> Text extract:
---+---
In the circumstances, this might not seem the cue for a feature on cooking beef. The debate goes on. The jury is still out. And we still don't know: is it safe to feed our children beef?
It has to be said at once that a food writer investigating the pros and cons of the arguments is about as well equipped to conduct the prosecution or defence case in a war crimes tribunal. Listen to those at the centre of the debate: farmers, butchers, supermarket buyers, scientists, politicians, environmentalists, but you will only hear a babel of self-justification.
People will talk and then, suddenly, make "off the record" allegations about others which send a chill down your spine (is there really, on the high seas and awaiting a customer a ship full of frozen pre-1988 "intervention" meat, bought by the EC when market prices dropped below a certain level?).
In any case, on the record, there are court cases involving farmers who lie and say they have no BSE in their herds when they have. In slaughterhouses, eight years since the government restrictions on the use of animal offal were supposed to have been put in place, we learn of unscrupulous people who are breaking the law. Malpractice is not restricted to Britain. In Ireland, Holland and Germany they are afflicted with a mafia of dealers trading in clenbuterol, so-called angel dust, an illegal hormone growth promoter, which can add another 10 per cent to the weight of an animal - and who knows what illnesses to humans.
If ever there was the need for a Hercules to clean the Augean stable it is now. A Mr Squeaky Clean. For a fifth-generation butcher like Holland Park's David Lidgate (his brother Bill is a farmer) the issue has always seemed perfectly clear. From the start, he has never sold cow meat. He has only sold meat from the suckling herd, fed on grass, and never on processed feeds. His suppliers are required to make this undertaking in writing.
"But don't all cattle eat grass?" his customers ask him, surprised. No, he says, they don't. The public has little idea of the shape of the meat industry, he says, and it hasn't been in most retailers' interests to inform them, least of all those selling cow for sausages, burgers, pies and other processed meats.
The public has frankly been left in the dark for the whole eight years of this crisis. Even if you had a preference you couldn't usually discover if meat was cow, bull, steer, heifer. If a product contained cow, there was no way they were are going to tell you.
---+---
> Set exercise:
Write out the stretch of the beef article from "It has to be" through "babel of self-justification.", keeping every word unchanged.

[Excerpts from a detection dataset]
---+---
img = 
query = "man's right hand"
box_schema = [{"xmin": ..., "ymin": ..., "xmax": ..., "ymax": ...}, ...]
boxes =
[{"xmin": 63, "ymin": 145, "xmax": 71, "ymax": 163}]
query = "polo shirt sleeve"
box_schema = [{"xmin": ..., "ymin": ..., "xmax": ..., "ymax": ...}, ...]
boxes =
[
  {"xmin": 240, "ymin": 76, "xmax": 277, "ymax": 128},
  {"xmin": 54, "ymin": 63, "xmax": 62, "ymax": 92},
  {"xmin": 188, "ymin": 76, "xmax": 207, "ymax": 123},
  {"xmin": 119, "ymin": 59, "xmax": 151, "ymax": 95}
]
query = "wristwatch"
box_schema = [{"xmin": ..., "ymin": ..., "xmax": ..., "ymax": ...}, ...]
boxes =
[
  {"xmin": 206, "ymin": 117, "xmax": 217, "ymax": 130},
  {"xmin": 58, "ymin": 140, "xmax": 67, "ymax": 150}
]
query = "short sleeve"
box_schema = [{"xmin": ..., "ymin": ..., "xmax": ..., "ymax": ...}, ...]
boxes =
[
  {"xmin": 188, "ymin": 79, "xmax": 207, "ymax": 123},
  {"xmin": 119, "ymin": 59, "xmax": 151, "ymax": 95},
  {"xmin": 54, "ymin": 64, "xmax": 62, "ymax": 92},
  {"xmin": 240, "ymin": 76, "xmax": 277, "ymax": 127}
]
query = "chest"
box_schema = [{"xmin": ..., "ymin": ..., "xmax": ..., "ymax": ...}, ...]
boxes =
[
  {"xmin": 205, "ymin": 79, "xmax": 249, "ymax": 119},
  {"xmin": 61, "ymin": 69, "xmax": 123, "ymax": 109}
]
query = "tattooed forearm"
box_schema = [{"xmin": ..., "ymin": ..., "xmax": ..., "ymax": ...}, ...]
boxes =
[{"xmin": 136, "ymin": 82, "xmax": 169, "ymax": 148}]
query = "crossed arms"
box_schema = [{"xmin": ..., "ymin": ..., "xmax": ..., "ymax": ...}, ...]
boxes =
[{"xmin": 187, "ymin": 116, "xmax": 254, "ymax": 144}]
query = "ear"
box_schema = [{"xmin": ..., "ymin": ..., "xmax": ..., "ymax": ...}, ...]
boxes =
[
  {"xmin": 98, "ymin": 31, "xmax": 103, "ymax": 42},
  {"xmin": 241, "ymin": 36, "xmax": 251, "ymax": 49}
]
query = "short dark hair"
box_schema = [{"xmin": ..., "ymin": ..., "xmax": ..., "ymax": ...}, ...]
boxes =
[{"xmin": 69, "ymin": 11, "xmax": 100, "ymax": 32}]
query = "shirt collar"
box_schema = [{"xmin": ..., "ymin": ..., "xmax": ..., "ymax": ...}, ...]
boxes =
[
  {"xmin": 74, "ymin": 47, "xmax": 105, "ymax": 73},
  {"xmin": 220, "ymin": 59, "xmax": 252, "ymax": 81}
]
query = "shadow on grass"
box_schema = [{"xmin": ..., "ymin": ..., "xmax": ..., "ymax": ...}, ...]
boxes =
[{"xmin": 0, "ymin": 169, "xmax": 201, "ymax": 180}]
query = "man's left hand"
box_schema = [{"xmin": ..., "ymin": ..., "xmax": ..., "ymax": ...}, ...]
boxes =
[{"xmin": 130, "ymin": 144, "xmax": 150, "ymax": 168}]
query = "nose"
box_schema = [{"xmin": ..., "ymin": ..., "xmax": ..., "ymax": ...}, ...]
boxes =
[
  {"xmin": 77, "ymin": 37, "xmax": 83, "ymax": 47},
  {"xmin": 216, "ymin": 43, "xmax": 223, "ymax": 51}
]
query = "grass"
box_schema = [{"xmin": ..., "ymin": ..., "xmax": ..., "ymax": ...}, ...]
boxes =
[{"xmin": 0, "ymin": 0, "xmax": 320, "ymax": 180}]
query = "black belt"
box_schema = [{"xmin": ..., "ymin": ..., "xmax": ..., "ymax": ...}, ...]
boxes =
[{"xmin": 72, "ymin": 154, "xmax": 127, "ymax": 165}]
---+---
> Correct result:
It has to be said at once that a food writer investigating the pros and cons of the arguments is about as well equipped to conduct the prosecution or defence case in a war crimes tribunal. Listen to those at the centre of the debate: farmers, butchers, supermarket buyers, scientists, politicians, environmentalists, but you will only hear a babel of self-justification.